**DATASET RECORDS:**

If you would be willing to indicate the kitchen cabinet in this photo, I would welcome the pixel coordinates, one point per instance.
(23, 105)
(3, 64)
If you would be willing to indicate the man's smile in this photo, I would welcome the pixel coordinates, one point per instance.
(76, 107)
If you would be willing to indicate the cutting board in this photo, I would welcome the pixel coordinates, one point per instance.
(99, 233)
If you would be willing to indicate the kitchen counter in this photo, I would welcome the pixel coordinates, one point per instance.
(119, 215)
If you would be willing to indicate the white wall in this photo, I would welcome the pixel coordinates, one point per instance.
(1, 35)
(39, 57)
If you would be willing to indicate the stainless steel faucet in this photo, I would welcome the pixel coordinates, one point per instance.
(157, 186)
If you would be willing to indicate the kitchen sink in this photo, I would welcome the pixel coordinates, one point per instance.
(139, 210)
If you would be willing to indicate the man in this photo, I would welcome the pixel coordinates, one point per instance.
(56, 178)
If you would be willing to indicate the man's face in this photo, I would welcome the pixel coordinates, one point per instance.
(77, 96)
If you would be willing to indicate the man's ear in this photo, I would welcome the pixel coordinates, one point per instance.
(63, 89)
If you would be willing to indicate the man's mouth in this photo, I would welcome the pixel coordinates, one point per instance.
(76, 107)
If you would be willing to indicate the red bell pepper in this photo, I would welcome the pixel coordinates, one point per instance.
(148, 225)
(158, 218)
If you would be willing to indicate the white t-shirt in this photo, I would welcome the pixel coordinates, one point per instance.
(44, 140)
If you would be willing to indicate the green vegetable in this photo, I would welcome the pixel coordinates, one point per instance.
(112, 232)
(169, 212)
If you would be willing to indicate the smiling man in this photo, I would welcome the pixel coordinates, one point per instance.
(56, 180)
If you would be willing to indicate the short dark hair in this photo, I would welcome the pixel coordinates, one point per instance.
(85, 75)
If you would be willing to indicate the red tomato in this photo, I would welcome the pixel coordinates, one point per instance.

**TASK BRIEF:** Copy down the material exactly as written.

**THE COMPLETED TASK:**
If you would be willing to indicate the kitchen cabinet in this photo, I would welcome the pixel coordinates, one point per instance.
(23, 105)
(3, 64)
If you would be willing to indicate the man's smile in this photo, I would welcome the pixel coordinates, one point per instance.
(76, 107)
If you would be willing to indicate the cutting board in this photo, I would welcome the pixel coordinates, one point per instance.
(99, 233)
If you would be willing to indicate the kitchen counter in this photo, I would welcome the pixel coordinates, one point per instance.
(119, 215)
If you would be willing to indicate the white wall in this photo, I would welcome the pixel coordinates, one point per instance.
(1, 35)
(39, 57)
If you would be willing to indicate the stainless steel faucet in this photo, I would welcome the pixel coordinates, one point per instance.
(157, 186)
If you would be willing to indicate the kitchen sink in this photo, I would welcome the pixel coordinates, one point per instance.
(139, 210)
If you would be willing to indicate the man in this photo, I would welcome the pixel coordinates, one point per instance.
(56, 178)
If you would be willing to indicate the man's face in this photo, I would welcome the pixel coordinates, one point per instance.
(77, 96)
If you would be willing to indicate the man's ear in this photo, I would welcome the pixel coordinates, one point per instance.
(63, 89)
If you would be willing to indicate the man's mouth in this photo, I would welcome the pixel coordinates, one point per instance.
(76, 107)
If you would be willing to indicate the red bell pepper in this photo, I would welcome the pixel coordinates, one point per instance.
(148, 225)
(158, 218)
If you would be willing to indicate the white t-shirt in this photo, I would welcome the pixel coordinates, one point per instance.
(44, 140)
If you would be willing to indicate the green vegetable in this photo, I would welcome the pixel coordinates, one point per instance.
(112, 232)
(169, 212)
If you would be willing to indicate the smiling man in this photo, I would welcome the pixel coordinates, one point per instance.
(56, 180)
If you would be willing to indicate the short dark hair in this photo, I would welcome the pixel coordinates, one point per instance.
(85, 75)
If you would be willing to indicate the red tomato in this photo, I would welcome the pixel coordinates, one point per instance.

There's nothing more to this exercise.